GIVEN PROBLEM: Please substitute "very useful" for every occurrence of "most helpful" in the data below, and reproduce everything else unchanged.

DATA FOR THE TASK:

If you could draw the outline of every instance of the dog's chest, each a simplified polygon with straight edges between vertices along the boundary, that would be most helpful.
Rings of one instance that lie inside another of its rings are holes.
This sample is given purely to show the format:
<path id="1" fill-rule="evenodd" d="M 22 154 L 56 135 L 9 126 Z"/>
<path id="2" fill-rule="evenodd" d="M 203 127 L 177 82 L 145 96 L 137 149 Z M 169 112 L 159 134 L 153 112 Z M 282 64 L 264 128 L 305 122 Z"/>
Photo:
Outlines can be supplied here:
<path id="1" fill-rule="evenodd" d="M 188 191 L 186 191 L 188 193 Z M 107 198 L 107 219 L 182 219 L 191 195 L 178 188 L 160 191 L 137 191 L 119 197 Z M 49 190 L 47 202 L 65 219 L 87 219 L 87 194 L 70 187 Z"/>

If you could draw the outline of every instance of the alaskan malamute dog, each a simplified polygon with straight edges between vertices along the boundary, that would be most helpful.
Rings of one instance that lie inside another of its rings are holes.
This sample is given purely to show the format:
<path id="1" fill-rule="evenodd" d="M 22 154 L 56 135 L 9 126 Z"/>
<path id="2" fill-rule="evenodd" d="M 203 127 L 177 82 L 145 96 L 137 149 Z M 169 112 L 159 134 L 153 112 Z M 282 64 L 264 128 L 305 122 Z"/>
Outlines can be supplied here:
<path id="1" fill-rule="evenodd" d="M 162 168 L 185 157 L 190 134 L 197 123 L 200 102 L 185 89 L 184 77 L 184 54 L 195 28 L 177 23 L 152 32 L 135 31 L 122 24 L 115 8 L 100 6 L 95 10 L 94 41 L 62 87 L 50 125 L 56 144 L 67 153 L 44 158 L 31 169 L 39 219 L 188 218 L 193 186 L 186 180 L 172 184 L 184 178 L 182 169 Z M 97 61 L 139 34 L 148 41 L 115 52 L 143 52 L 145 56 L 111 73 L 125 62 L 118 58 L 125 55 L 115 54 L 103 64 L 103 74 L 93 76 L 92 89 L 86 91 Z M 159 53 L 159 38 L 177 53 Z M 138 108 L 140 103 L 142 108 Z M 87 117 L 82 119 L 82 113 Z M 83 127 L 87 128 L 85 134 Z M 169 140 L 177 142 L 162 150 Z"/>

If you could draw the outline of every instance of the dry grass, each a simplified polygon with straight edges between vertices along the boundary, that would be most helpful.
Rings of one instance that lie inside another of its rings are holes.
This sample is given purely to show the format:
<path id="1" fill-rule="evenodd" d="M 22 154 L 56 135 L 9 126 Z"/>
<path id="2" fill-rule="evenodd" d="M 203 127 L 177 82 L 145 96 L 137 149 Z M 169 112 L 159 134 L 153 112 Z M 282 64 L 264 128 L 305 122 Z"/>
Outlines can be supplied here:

REPLY:
If you could draw the outline of every instance of the dog's chest, each a simplified polygon with straight edges between vertices along the boundary, that would be very useful.
Rings of one instance that lie inside another of its rings are holes.
This sample is given purely to show the format:
<path id="1" fill-rule="evenodd" d="M 22 154 L 56 135 L 9 126 Z"/>
<path id="2" fill-rule="evenodd" d="M 203 127 L 177 82 L 145 96 L 137 149 Z M 169 112 L 159 134 L 153 112 Z M 282 64 L 264 128 L 305 122 Z"/>
Photo:
Outlines can be supplied here:
<path id="1" fill-rule="evenodd" d="M 188 191 L 186 191 L 188 193 Z M 107 198 L 107 219 L 182 219 L 191 195 L 178 188 L 160 191 L 137 191 L 119 197 Z M 49 190 L 47 202 L 65 219 L 87 219 L 87 194 L 70 187 Z"/>

If you could draw the outline of every instance of the alaskan malamute dog, each a simplified polygon with straight edges between vertices along the boundary, that would be very useful.
Rings of one instance that lie inside another of its rings are holes.
This sample is given purely to show the format:
<path id="1" fill-rule="evenodd" d="M 22 154 L 56 135 L 9 126 Z"/>
<path id="2" fill-rule="evenodd" d="M 203 127 L 177 82 L 145 96 L 137 149 Z M 169 112 L 159 134 L 153 112 Z M 282 64 L 264 128 L 305 122 Z"/>
Outlines can be supplied here:
<path id="1" fill-rule="evenodd" d="M 162 168 L 185 157 L 190 134 L 197 123 L 200 102 L 185 89 L 184 77 L 184 54 L 195 28 L 177 23 L 152 32 L 135 31 L 122 24 L 115 8 L 100 6 L 95 10 L 94 41 L 62 87 L 50 125 L 56 144 L 67 153 L 44 158 L 31 169 L 39 219 L 188 218 L 193 186 L 186 180 L 172 184 L 184 178 L 182 169 Z M 97 61 L 139 34 L 148 41 L 115 52 L 143 52 L 145 56 L 111 73 L 125 62 L 118 58 L 125 55 L 115 54 L 103 64 L 103 74 L 93 76 L 92 89 L 86 91 Z M 159 53 L 159 38 L 177 53 Z M 138 108 L 140 103 L 142 108 Z M 87 117 L 82 119 L 82 113 Z M 83 127 L 87 128 L 85 134 Z M 169 140 L 177 142 L 162 150 Z"/>

If you could draw the outline of every instance of the dry grass, each a simplified polygon with straight edges between vertices along the boundary, that would be very useful.
Rings of one instance that lie inside another of its rings are holes.
This sample is given purely to show the format:
<path id="1" fill-rule="evenodd" d="M 22 154 L 56 135 L 9 126 Z"/>
<path id="2" fill-rule="evenodd" d="M 203 127 L 177 82 L 145 96 L 137 149 Z M 169 112 L 159 134 L 153 112 Z M 282 64 L 264 128 L 305 122 Z"/>
Outlines can be supplied here:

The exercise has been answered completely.